▸ INPUT MATERIAL:
------------------------------------

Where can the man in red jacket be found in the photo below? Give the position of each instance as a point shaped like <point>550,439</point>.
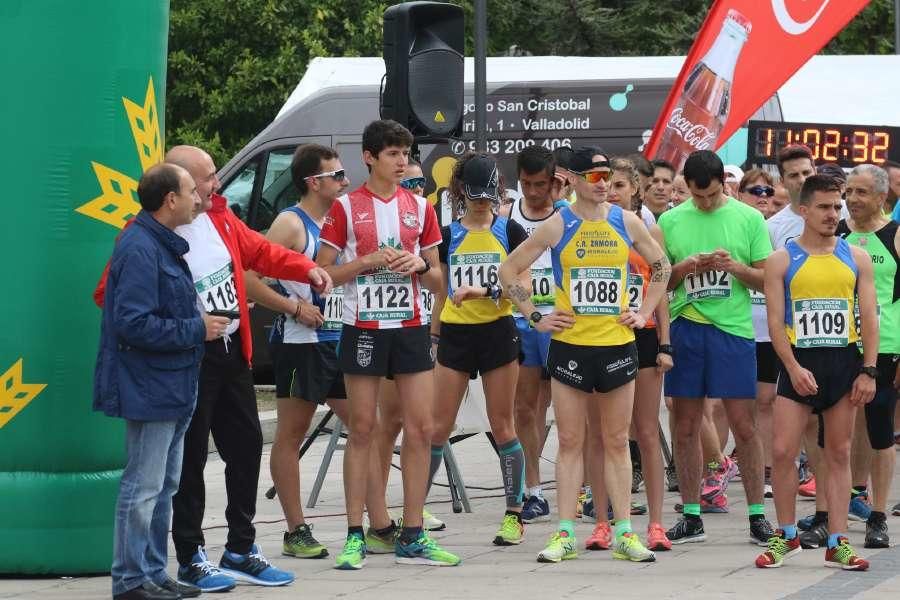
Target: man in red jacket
<point>222,247</point>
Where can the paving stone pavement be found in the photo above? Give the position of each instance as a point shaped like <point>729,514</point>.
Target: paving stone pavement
<point>722,567</point>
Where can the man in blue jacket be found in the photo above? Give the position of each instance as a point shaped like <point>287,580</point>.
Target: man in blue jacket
<point>151,343</point>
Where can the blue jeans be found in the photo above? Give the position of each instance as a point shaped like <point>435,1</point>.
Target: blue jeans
<point>144,507</point>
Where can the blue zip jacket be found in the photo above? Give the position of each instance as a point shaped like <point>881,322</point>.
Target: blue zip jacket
<point>151,333</point>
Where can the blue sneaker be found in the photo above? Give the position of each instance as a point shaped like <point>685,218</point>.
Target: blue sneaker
<point>859,509</point>
<point>204,574</point>
<point>253,568</point>
<point>806,523</point>
<point>536,509</point>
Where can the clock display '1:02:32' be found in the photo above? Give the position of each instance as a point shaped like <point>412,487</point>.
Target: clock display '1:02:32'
<point>845,144</point>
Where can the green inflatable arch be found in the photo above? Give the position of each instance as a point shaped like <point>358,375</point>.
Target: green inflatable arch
<point>82,117</point>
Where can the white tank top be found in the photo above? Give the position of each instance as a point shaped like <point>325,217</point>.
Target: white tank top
<point>542,284</point>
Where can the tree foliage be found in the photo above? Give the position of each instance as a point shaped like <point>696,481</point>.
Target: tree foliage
<point>232,63</point>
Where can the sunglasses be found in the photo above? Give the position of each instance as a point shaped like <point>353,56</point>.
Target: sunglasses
<point>338,175</point>
<point>595,176</point>
<point>761,190</point>
<point>412,183</point>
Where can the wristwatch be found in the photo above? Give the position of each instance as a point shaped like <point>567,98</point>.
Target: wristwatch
<point>870,371</point>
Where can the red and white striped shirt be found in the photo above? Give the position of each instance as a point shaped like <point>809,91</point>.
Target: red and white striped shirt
<point>360,223</point>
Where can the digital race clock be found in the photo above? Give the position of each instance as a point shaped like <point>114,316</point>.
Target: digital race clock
<point>846,145</point>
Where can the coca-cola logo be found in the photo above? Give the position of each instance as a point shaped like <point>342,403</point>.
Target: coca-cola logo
<point>697,136</point>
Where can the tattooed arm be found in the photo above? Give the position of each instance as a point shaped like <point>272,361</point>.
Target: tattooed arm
<point>660,269</point>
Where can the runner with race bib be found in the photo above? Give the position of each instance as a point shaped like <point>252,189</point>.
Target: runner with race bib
<point>476,329</point>
<point>811,286</point>
<point>593,360</point>
<point>718,246</point>
<point>387,239</point>
<point>536,168</point>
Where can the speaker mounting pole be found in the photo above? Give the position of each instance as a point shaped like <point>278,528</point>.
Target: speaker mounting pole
<point>480,74</point>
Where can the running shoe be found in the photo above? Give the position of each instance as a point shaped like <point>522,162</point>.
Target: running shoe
<point>381,544</point>
<point>353,556</point>
<point>300,543</point>
<point>601,537</point>
<point>761,532</point>
<point>424,551</point>
<point>687,531</point>
<point>807,522</point>
<point>431,523</point>
<point>536,509</point>
<point>807,488</point>
<point>844,557</point>
<point>656,538</point>
<point>511,532</point>
<point>671,479</point>
<point>637,479</point>
<point>817,537</point>
<point>253,568</point>
<point>876,534</point>
<point>204,574</point>
<point>779,549</point>
<point>629,547</point>
<point>560,547</point>
<point>859,509</point>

------------------------------------

▸ TASK: What are the lines, exactly as written above, from the line with "Target: wristwatch" to the line with "Where can the speaker", both included? Output only those.

▸ EXERCISE ANSWER:
Target: wristwatch
<point>870,371</point>
Where can the red and white striped shirt be found in the photo above? Give the position of each instance as a point shaped like <point>809,91</point>.
Target: red and white striped shirt
<point>360,223</point>
Where can the digital race clock be found in the photo above? Give the position of each instance as a point shaped like <point>114,316</point>.
Target: digital race clock
<point>846,145</point>
Where can the coca-cola logo be found in the photo above? Give the position of each instance as a point shaped like <point>342,403</point>.
Target: coca-cola logo
<point>697,136</point>
Where can the tattooed arm be found in the photo above? Give the position of each instance as a point shaped like <point>272,361</point>.
Target: tattooed arm
<point>660,269</point>
Where can the runner with race bib be found in the photo above? Give the position of each instance as a point shaped like <point>252,189</point>.
Target: runner with race bib
<point>476,329</point>
<point>811,286</point>
<point>593,360</point>
<point>718,246</point>
<point>387,239</point>
<point>536,168</point>
Where can the speaker mounting pole be found in the photo above? Give the position of each instance as a point shaped like <point>278,528</point>.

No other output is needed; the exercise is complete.